-- Instruction --
Reproduce exactly, with no other output, every line of the data below from the line containing "Note to the class: point out every instance of the paved" to the end, inclusive.

━━ Data for this task

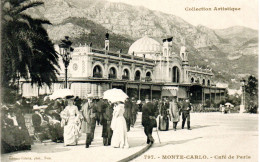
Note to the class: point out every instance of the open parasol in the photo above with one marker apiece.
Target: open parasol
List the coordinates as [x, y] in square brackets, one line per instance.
[61, 93]
[115, 95]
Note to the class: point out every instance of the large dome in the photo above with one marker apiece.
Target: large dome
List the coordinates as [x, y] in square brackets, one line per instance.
[145, 45]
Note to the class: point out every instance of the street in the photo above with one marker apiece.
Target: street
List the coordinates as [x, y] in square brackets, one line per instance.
[214, 137]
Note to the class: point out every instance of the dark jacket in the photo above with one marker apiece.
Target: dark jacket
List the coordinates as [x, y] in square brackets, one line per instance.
[186, 107]
[108, 115]
[128, 110]
[148, 110]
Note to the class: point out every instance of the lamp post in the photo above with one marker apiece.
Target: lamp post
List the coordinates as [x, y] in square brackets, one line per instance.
[242, 105]
[65, 52]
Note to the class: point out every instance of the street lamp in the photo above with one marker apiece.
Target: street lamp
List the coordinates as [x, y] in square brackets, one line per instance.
[65, 52]
[242, 105]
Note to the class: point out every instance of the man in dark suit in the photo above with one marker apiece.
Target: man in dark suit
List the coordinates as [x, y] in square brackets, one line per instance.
[128, 113]
[186, 107]
[148, 119]
[134, 111]
[108, 132]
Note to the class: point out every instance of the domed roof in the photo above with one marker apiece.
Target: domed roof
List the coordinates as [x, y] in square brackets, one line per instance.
[145, 45]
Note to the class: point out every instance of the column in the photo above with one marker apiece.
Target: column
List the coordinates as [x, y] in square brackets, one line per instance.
[151, 92]
[110, 85]
[126, 88]
[210, 95]
[139, 91]
[215, 96]
[202, 95]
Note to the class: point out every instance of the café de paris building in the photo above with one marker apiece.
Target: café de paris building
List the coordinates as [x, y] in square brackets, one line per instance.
[149, 68]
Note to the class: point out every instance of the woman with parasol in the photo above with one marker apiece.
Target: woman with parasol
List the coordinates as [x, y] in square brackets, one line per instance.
[118, 123]
[71, 117]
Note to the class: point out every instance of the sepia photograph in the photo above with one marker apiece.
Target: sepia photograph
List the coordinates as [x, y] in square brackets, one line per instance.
[129, 80]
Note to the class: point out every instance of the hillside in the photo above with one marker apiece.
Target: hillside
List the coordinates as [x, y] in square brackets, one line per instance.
[87, 21]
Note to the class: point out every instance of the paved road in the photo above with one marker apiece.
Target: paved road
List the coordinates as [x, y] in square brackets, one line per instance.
[214, 136]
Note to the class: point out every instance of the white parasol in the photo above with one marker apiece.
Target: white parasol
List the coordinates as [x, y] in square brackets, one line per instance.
[61, 93]
[228, 104]
[115, 95]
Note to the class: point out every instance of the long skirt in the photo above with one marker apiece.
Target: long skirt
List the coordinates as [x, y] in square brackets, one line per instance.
[71, 133]
[119, 138]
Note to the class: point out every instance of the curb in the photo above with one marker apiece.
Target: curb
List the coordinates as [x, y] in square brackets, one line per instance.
[135, 155]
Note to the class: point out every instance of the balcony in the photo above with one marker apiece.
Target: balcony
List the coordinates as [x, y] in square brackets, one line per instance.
[97, 75]
[125, 77]
[148, 79]
[137, 78]
[112, 76]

━━━━

-- Expected output --
Note to the class: point out every instance of the paved road in the photo above with one marker apiece.
Target: paved road
List the coordinates as [x, y] in square brackets, one line per instance.
[214, 136]
Note to the class: point out every instance of the white parasol in the photo above with one marker apiece.
Target: white parasol
List the coordinates as [x, y] in square brackets, one line per instance.
[61, 93]
[228, 104]
[115, 95]
Note to the class: point out every instance of the long skirt in the photo above with one marker apiece.
Target: long skirt
List the coordinates as [x, y] in square brackets, one line per instance.
[71, 133]
[119, 138]
Note to the class: point out every instance of the curb in the photo above with one marker apiece.
Target: curb
List the coordinates as [x, y] in square brackets, one line per instance.
[135, 155]
Note to the class: point out every instance of the balcony in the photo above with one marker apiece.
Target: balcony
List the coordinates as [x, y] in square brackets, one line per instance.
[97, 75]
[125, 77]
[148, 79]
[137, 78]
[112, 76]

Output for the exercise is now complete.